EXTRACT PROVIDED>
# Trade Marcus Banks



## DWest Superstar (Jun 30, 2005)

Trade Banks' while his value is high, it won't last long. Orien Greene is a great option for backup! :clap:


----------



## #1AntoineWalkerFan (Mar 10, 2005)

*Re: Now's the time*

yeeee....NOOOOOOOOOOOO :curse:


----------



## Premier (Oct 30, 2003)

*Re: Now's the time*

Excuse me?

You do not like Greene either, from what I recall. Also, Banks is a far better player than Greene. His only problem is that he has a shooting mentality when he is in fact, not a very good shooter. Also, he seems to get the ball with 1-3 seconds left on the shot clock so he is obligated to shoot or cause a turnover (in which case you would be even more against him).

Please.


----------



## P-Dub34 (May 19, 2005)

*Re: Now's the time*

Man, we could have Steve Nash manning the point and you'd want him gone "while his value is high" so that West could get more PT. Admit it, Banks' improved play is making you uneasy.


----------



## #1AntoineWalkerFan (Mar 10, 2005)

DATA LINES>
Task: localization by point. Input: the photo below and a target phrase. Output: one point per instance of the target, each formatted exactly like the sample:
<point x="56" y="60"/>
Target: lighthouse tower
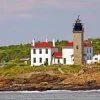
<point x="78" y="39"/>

PROBLEM REQUIREMENTS>
Carry on the forum thread about trading Marcus Banks from its final line.

RESULT OF THE EXERCISE>
*Re: Now's the time*



P-Dub34 said:


> Man, we could have Steve Nash manning the point and you'd want him gone "while his value is high" so that West could get more PT. Admit it, Banks' improved play is making you uneasy.



lmao its really true


----------



## Premier (Oct 30, 2003)

*Re: Now's the time*

I don't wish to call out Marcus, but his performance last night (from what I saw) was pretty bad so his comments, while over-zealous, are sort of appropriate.


----------



## P-Dub34 (May 19, 2005)

*Re: Now's the time*

Still, basing things off one game? Or even the what, four, that Banks have been back mean nothing. Just because Banks is playing well now means nothing except that he's playing well now. When he keeps it up for a prolonged period then I'll buy in. Just because I like Banks more doesn't mean I don't hold him to the same standards that I do for West.


----------



## Premier (Oct 30, 2003)

*Re: Now's the time*

Okay...I just checked some numbers.

Only three players on the Celtics average a higher percentage of shots attempted with three or less seconds on the shot clock. Banks averages 14% while LaFrentz averages 16% and Dickau averages 15%. Surprisingly, Orien Greene averages a whopping 26% of his shot attempts with three or less seconds on the clock. This is partly why Banks and Greene force up many shots that rarely go in. They are bad shooters, yes, but please do not jump to conclusions without looking at _all_ the facts.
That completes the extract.